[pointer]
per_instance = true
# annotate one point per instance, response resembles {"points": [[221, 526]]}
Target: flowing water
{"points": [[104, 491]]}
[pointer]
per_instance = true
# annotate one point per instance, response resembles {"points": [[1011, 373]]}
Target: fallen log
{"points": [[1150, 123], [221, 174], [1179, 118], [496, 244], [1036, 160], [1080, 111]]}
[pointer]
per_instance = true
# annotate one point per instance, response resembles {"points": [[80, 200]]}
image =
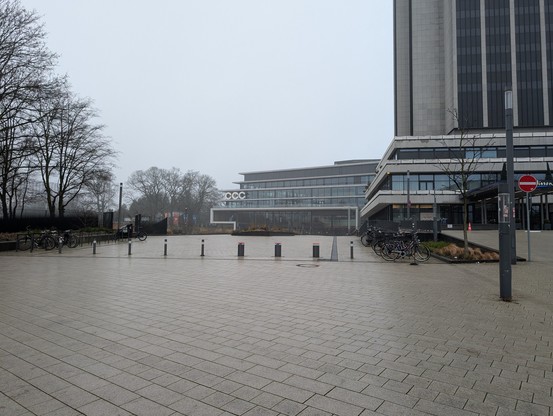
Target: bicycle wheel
{"points": [[377, 247], [72, 241], [24, 243], [47, 242], [422, 253], [389, 252]]}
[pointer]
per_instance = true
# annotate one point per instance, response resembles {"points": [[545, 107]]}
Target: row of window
{"points": [[428, 182], [438, 182], [313, 202], [470, 153], [306, 192], [330, 181]]}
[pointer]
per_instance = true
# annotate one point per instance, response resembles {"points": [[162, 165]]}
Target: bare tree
{"points": [[99, 194], [149, 193], [25, 67], [463, 162], [158, 191], [70, 149]]}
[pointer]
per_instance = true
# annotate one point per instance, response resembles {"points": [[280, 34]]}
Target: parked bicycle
{"points": [[404, 245], [126, 232], [30, 240], [66, 238]]}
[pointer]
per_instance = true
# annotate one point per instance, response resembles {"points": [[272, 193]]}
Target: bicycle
{"points": [[126, 232], [66, 238], [29, 241], [402, 247]]}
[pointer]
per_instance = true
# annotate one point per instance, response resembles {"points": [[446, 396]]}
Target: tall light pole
{"points": [[509, 155], [120, 201], [408, 196]]}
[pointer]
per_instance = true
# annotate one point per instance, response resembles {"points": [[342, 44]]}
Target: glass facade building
{"points": [[314, 200], [453, 61]]}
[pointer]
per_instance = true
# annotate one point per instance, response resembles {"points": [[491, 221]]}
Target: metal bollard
{"points": [[316, 250], [278, 250]]}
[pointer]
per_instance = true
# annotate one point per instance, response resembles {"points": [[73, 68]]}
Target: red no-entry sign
{"points": [[527, 183]]}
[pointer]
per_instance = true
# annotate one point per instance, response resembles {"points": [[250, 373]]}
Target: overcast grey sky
{"points": [[230, 86]]}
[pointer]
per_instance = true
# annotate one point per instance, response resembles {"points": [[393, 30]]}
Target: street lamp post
{"points": [[509, 155], [120, 201], [408, 196]]}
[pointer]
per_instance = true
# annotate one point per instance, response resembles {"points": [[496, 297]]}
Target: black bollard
{"points": [[316, 250], [278, 250]]}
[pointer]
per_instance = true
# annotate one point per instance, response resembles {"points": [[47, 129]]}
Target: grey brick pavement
{"points": [[145, 334]]}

Work to do:
Omit the pictures, then quote the rest of the material above exactly.

Solution:
[pointer]
per_instance = true
# annotate one point per instance, response resembles {"points": [[221, 526]]}
Target: flowing water
{"points": [[104, 491]]}
[pointer]
per_instance = true
# annotate one point per instance, response resembles {"points": [[1011, 373]]}
Target: fallen log
{"points": [[1150, 123], [221, 174], [1179, 118], [496, 244], [1036, 160], [1080, 111]]}
[pointer]
per_instance = true
# annotate one point per instance, response resembles {"points": [[80, 200]]}
image =
Target: bicycle wheel
{"points": [[377, 247], [72, 241], [24, 243], [47, 242], [422, 253], [389, 252]]}
[pointer]
per_instance = true
# annotate one point per instance, response resembles {"points": [[545, 107]]}
Target: row of window
{"points": [[428, 182], [438, 182], [313, 202], [470, 153], [306, 192], [330, 181]]}
[pointer]
per_instance = true
# annotate one point per instance, response resembles {"points": [[162, 165]]}
Target: bare tree
{"points": [[99, 194], [149, 193], [25, 67], [463, 162], [158, 191], [70, 149]]}
[pointer]
per_instance = true
# annotate one point per instance, response resembles {"points": [[280, 34]]}
Target: parked bicycle
{"points": [[404, 245], [126, 232], [30, 240], [66, 238]]}
[pointer]
per_instance = true
# annotate one point per instance, response resembles {"points": [[272, 193]]}
Target: bicycle
{"points": [[126, 232], [66, 238], [29, 241], [402, 247]]}
[pointer]
per_instance = true
# annotate one point per instance, response resembles {"points": [[446, 396]]}
Target: tall light pole
{"points": [[509, 155], [120, 201], [408, 196]]}
[pointer]
per_instance = true
# annotate one point per instance, response resembles {"points": [[342, 44]]}
Target: glass facade building
{"points": [[314, 200], [453, 61]]}
[pointer]
per_instance = true
# annotate one point per instance, response resembles {"points": [[491, 221]]}
Target: metal bollard
{"points": [[316, 250], [278, 250]]}
[pointer]
per_instance = true
# annotate one point per instance, response resembles {"points": [[73, 68]]}
Target: red no-entry sign
{"points": [[527, 183]]}
[pointer]
per_instance = true
# annotate one point per instance, response resembles {"points": [[250, 373]]}
Target: overcast grey sky
{"points": [[230, 86]]}
[pointer]
per_instance = true
# annotate one point per instance, response resembles {"points": [[393, 30]]}
Target: street lamp post
{"points": [[509, 155], [120, 201], [408, 196]]}
[pointer]
per_instance = true
# annotate one point per instance, response resembles {"points": [[496, 297]]}
Target: black bollard
{"points": [[316, 250], [278, 250]]}
[pointer]
per_instance = true
# annotate one point per instance, response resembles {"points": [[47, 129]]}
Target: grey brick pavement
{"points": [[145, 334]]}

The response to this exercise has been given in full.